• **TO DO**:
Format the stretch of the data below from the line containing "Keypoint placement: for each instance of the toes, put" through the end of the data as a numbered list, leaving out blank lines.

• **SUPPLIED INFORMATION**:
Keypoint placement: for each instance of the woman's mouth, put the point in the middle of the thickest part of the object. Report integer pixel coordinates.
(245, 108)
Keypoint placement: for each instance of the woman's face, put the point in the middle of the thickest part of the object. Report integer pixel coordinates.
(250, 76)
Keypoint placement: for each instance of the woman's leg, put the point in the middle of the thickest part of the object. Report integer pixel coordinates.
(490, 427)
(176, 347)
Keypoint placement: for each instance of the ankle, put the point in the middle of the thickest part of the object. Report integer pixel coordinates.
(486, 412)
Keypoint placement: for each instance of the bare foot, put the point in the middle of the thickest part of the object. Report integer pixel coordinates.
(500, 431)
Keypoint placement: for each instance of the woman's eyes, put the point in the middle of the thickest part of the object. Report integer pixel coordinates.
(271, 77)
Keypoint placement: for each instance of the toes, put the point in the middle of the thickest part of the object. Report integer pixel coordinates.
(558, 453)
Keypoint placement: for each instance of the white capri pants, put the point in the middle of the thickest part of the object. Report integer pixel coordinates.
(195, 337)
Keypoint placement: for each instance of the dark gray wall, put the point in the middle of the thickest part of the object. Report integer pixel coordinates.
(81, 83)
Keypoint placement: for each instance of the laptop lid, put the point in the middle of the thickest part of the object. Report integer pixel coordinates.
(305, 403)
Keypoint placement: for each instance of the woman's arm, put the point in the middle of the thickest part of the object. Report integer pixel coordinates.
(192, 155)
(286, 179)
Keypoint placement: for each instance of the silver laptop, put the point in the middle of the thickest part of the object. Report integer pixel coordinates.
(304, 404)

• **EXERCISE OUTPUT**:
1. Keypoint placement: for each instance of the toes, put the point in the middle of the thickest part of the object. Report integer pixel coordinates.
2. (558, 453)
3. Keypoint placement: for each instance of the white capri pants, put the point in the middle of the thickest part of the object. Report integer pixel coordinates.
4. (195, 337)
5. Keypoint placement: for each instance of the dark gray wall, put the point in the middle of the thickest part of the object. Report integer pixel coordinates.
6. (81, 83)
7. Keypoint placement: for each instance of the laptop lid, put the point in the middle of the thickest part of the object. Report integer pixel coordinates.
8. (305, 403)
9. Keypoint placement: for each instance of the woman's arm, put the point in the middle of the thickest part of the object. Report integer pixel coordinates.
10. (192, 155)
11. (286, 179)
12. Keypoint placement: for each instance of the silver laptop, put the point in the middle of the thickest part of the object. Report integer pixel coordinates.
13. (304, 404)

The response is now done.